Beginning at the line containing "356L239 353L233 366L194" and continuing to the end of the records below, give each line again exactly as it stands, and only those lines.

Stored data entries
****************************************
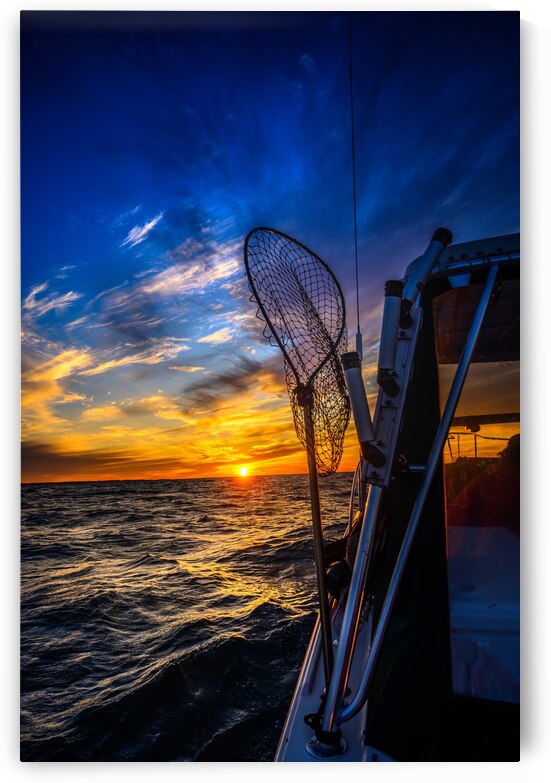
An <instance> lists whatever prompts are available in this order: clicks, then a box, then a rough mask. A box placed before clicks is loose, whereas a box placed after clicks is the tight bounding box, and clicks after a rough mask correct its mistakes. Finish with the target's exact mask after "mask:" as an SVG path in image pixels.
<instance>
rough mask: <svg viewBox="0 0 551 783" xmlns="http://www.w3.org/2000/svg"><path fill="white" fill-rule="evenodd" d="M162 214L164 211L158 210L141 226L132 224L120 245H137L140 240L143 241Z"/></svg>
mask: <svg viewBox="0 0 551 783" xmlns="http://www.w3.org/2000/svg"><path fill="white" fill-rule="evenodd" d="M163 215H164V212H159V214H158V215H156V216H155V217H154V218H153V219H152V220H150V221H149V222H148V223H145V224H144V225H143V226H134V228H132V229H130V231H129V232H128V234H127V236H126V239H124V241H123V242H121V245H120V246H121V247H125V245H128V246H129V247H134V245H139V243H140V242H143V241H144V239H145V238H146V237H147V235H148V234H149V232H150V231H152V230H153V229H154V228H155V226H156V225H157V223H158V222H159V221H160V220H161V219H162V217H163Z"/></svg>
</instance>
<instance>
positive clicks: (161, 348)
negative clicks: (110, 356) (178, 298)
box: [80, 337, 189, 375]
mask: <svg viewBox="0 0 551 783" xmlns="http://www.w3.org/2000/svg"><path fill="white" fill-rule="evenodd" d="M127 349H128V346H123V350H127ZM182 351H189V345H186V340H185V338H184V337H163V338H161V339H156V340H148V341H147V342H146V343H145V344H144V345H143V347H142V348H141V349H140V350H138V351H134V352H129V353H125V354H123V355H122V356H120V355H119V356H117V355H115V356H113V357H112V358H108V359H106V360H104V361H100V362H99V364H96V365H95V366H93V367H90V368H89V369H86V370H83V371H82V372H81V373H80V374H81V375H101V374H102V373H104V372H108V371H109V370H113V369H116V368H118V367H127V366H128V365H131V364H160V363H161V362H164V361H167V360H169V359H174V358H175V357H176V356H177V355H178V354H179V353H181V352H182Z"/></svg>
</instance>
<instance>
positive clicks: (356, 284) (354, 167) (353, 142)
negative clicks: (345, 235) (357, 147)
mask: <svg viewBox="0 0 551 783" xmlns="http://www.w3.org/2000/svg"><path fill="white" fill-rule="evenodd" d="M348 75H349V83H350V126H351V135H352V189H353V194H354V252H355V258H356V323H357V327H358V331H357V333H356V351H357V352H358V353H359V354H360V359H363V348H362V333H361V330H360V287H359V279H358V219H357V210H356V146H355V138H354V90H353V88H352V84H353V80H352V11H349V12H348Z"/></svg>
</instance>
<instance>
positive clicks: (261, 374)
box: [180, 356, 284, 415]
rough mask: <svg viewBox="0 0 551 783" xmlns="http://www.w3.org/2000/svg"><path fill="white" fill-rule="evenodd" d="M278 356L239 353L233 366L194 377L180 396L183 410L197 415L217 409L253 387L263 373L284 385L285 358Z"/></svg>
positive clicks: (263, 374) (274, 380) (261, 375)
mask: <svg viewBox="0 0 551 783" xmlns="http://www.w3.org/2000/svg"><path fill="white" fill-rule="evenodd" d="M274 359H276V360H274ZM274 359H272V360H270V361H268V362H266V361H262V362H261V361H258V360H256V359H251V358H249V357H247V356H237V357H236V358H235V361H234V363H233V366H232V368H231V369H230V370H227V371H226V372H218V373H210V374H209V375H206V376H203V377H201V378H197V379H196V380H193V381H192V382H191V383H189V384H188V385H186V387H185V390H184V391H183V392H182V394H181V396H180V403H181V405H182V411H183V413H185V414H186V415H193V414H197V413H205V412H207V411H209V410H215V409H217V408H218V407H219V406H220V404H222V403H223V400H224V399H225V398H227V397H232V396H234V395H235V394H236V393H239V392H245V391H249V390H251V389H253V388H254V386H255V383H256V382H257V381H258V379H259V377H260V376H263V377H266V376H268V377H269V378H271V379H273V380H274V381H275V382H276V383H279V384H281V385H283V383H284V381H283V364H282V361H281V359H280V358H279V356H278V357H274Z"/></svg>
****************************************
> Final answer:
rough mask: <svg viewBox="0 0 551 783" xmlns="http://www.w3.org/2000/svg"><path fill="white" fill-rule="evenodd" d="M278 356L239 353L233 366L194 377L180 396L183 410L197 415L217 409L253 387L263 373L284 385L285 358Z"/></svg>
positive clicks: (263, 374) (274, 380) (261, 375)
mask: <svg viewBox="0 0 551 783" xmlns="http://www.w3.org/2000/svg"><path fill="white" fill-rule="evenodd" d="M274 359H276V360H274ZM274 359H272V360H270V361H268V362H266V361H262V362H261V361H258V360H256V359H251V358H249V357H247V356H237V357H236V358H235V361H234V363H233V366H232V368H231V369H230V370H227V371H226V372H218V373H210V374H209V375H206V376H203V377H201V378H197V379H196V380H193V381H192V382H191V383H189V384H188V385H186V387H185V390H184V391H183V392H182V394H181V396H180V403H181V405H182V411H183V413H185V414H186V415H193V414H197V413H205V412H207V411H209V410H215V409H217V408H218V407H219V406H220V404H222V403H223V400H224V399H225V398H227V397H232V396H234V395H235V394H236V393H239V392H245V391H249V390H251V389H253V388H254V386H255V383H256V382H257V381H258V379H259V377H260V376H263V377H266V376H268V377H269V378H271V379H273V380H274V381H275V382H276V383H279V384H281V385H283V383H284V381H283V364H282V361H281V359H280V358H279V356H278V357H274Z"/></svg>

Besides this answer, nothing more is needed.